Data entries —

========================

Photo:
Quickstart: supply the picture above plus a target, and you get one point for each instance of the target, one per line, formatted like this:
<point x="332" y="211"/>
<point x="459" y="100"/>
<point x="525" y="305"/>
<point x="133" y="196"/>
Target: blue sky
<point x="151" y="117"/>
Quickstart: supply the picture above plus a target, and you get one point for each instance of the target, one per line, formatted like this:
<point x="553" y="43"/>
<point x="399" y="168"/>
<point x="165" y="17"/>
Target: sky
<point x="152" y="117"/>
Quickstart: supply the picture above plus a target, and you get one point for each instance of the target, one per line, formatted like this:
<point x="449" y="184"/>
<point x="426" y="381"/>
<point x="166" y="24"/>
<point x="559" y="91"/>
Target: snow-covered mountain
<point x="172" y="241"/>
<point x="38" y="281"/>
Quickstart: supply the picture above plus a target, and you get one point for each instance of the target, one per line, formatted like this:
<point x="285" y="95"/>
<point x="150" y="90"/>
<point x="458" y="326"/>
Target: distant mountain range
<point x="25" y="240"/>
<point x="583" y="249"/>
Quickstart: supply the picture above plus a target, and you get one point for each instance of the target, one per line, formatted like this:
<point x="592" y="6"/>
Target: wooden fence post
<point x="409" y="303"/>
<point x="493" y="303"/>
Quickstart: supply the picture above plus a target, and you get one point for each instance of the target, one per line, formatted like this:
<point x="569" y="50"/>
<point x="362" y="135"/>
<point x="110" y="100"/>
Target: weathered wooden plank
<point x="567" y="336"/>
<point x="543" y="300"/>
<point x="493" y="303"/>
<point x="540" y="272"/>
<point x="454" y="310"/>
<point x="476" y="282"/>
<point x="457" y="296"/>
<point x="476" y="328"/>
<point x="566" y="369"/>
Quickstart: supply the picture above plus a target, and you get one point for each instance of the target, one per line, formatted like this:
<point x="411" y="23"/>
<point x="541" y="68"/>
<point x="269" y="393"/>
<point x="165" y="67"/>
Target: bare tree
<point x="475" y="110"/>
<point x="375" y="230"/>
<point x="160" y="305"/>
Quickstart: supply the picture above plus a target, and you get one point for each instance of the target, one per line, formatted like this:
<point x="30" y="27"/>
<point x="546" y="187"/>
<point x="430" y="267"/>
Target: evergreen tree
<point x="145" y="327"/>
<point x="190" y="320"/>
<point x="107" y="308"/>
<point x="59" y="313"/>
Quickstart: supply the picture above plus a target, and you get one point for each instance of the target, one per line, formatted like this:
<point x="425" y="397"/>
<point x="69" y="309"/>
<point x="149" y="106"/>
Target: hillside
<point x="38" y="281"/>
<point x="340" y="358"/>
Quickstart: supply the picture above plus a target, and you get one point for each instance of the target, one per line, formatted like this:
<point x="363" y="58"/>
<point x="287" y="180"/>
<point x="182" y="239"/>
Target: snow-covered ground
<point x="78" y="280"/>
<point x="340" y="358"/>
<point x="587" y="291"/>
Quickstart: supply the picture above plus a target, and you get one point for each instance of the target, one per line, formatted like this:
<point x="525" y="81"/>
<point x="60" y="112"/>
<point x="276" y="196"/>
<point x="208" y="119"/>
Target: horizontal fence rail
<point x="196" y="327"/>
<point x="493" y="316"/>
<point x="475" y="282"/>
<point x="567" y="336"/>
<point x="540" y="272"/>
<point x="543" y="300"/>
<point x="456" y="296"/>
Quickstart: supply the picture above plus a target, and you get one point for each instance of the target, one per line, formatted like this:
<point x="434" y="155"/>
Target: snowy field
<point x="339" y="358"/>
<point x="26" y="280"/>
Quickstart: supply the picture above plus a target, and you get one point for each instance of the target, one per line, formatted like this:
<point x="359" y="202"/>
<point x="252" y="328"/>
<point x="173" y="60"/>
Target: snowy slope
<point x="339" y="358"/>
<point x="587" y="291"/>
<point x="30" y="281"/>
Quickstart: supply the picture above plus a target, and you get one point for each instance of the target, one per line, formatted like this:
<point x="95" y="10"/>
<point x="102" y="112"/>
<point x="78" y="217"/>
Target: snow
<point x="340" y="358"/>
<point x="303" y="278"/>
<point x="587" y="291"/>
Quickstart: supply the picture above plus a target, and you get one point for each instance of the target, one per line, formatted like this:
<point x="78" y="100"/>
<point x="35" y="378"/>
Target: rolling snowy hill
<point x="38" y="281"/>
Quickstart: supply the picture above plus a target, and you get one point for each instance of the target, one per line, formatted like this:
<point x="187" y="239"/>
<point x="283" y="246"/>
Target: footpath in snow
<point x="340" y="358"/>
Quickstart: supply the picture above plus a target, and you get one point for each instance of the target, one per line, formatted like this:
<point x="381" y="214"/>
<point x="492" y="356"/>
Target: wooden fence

========================

EXERCISE — Reproduce every line of the data verbatim.

RESPONSE TO THIS TASK —
Photo:
Quickstart: supply the picture above plus a target, and you get one point for each instance of the target, one per line, formatted like this:
<point x="332" y="211"/>
<point x="459" y="100"/>
<point x="525" y="305"/>
<point x="133" y="196"/>
Target: blue sky
<point x="151" y="117"/>
Quickstart: supply the picture above plus a target, and you get one point for each instance of the target, one per line, formatted like this:
<point x="553" y="43"/>
<point x="399" y="168"/>
<point x="165" y="17"/>
Target: sky
<point x="152" y="117"/>
Quickstart: supply the picture above plus a target, and you get one point for each instance of the target, one per line, formatted like this:
<point x="449" y="184"/>
<point x="426" y="381"/>
<point x="166" y="24"/>
<point x="559" y="91"/>
Target: snow-covered mountain
<point x="172" y="241"/>
<point x="38" y="281"/>
Quickstart: supply the picture above plus a target, and you get one point for each instance of the target, one per line, formatted like this:
<point x="285" y="95"/>
<point x="150" y="90"/>
<point x="458" y="326"/>
Target: distant mountain range
<point x="25" y="240"/>
<point x="583" y="249"/>
Quickstart: supply the picture above plus a target, and you get one point for each instance of the target, one per line, formatted like this:
<point x="592" y="6"/>
Target: wooden fence post
<point x="409" y="303"/>
<point x="493" y="303"/>
Quickstart: supply the picture above plus a target, and you get one point for each instance of the target, one per line, formatted like this:
<point x="569" y="50"/>
<point x="362" y="135"/>
<point x="110" y="100"/>
Target: weathered wooden plank
<point x="567" y="336"/>
<point x="543" y="300"/>
<point x="493" y="303"/>
<point x="540" y="272"/>
<point x="454" y="310"/>
<point x="476" y="282"/>
<point x="457" y="296"/>
<point x="476" y="328"/>
<point x="566" y="369"/>
Quickstart: supply the picture above plus a target, and you get one point for each instance of the target, one per line, formatted like this:
<point x="411" y="23"/>
<point x="541" y="68"/>
<point x="269" y="393"/>
<point x="165" y="67"/>
Target: bare tree
<point x="475" y="110"/>
<point x="375" y="230"/>
<point x="160" y="305"/>
Quickstart: supply the picture above plus a target, and you get one point for each instance of the target, one per line, formatted like this:
<point x="30" y="27"/>
<point x="546" y="187"/>
<point x="430" y="267"/>
Target: evergreen tree
<point x="145" y="327"/>
<point x="190" y="320"/>
<point x="107" y="308"/>
<point x="59" y="313"/>
Quickstart: supply the picture above plus a target, and you get one point for each instance of the target, one per line, formatted like this:
<point x="425" y="397"/>
<point x="69" y="309"/>
<point x="149" y="106"/>
Target: hillside
<point x="38" y="281"/>
<point x="340" y="358"/>
Quickstart: supply the picture above plus a target, and you get one point for each instance of the target, one per line, formatted like this:
<point x="363" y="58"/>
<point x="287" y="180"/>
<point x="182" y="239"/>
Target: snow-covered ground
<point x="78" y="280"/>
<point x="340" y="358"/>
<point x="587" y="291"/>
Quickstart: supply the picture above plus a target, and you get one point for each instance of the target, one per line, formatted like this:
<point x="525" y="81"/>
<point x="60" y="112"/>
<point x="276" y="196"/>
<point x="208" y="119"/>
Target: horizontal fence rail
<point x="196" y="327"/>
<point x="493" y="316"/>
<point x="475" y="282"/>
<point x="567" y="336"/>
<point x="540" y="272"/>
<point x="543" y="300"/>
<point x="456" y="296"/>
Quickstart: supply the picture above plus a target, and you get one point for each instance of the target, one per line, formatted like this:
<point x="434" y="155"/>
Target: snowy field
<point x="339" y="358"/>
<point x="26" y="280"/>
Quickstart: supply the picture above plus a target, and you get one point for each instance of the target, one per line, formatted like this:
<point x="359" y="202"/>
<point x="252" y="328"/>
<point x="173" y="60"/>
Target: snowy slope
<point x="339" y="358"/>
<point x="587" y="291"/>
<point x="30" y="281"/>
Quickstart: supply the picture above plus a target, and you get one point for each instance of the target, one per line, formatted like this:
<point x="95" y="10"/>
<point x="102" y="112"/>
<point x="78" y="217"/>
Target: snow
<point x="340" y="358"/>
<point x="303" y="278"/>
<point x="587" y="291"/>
Quickstart: supply the picture above plus a target, and you get one point for each instance of the target, one per line, formatted like this:
<point x="78" y="100"/>
<point x="35" y="378"/>
Target: rolling snowy hill
<point x="38" y="281"/>
Quickstart: supply the picture above plus a target, and you get one point for each instance of the target, one per line, formatted like this:
<point x="187" y="239"/>
<point x="283" y="246"/>
Target: footpath in snow
<point x="340" y="358"/>
Quickstart: supply the picture above plus a target, and you get one point for each instance of the target, one per line, formatted like this:
<point x="381" y="214"/>
<point x="492" y="356"/>
Target: wooden fence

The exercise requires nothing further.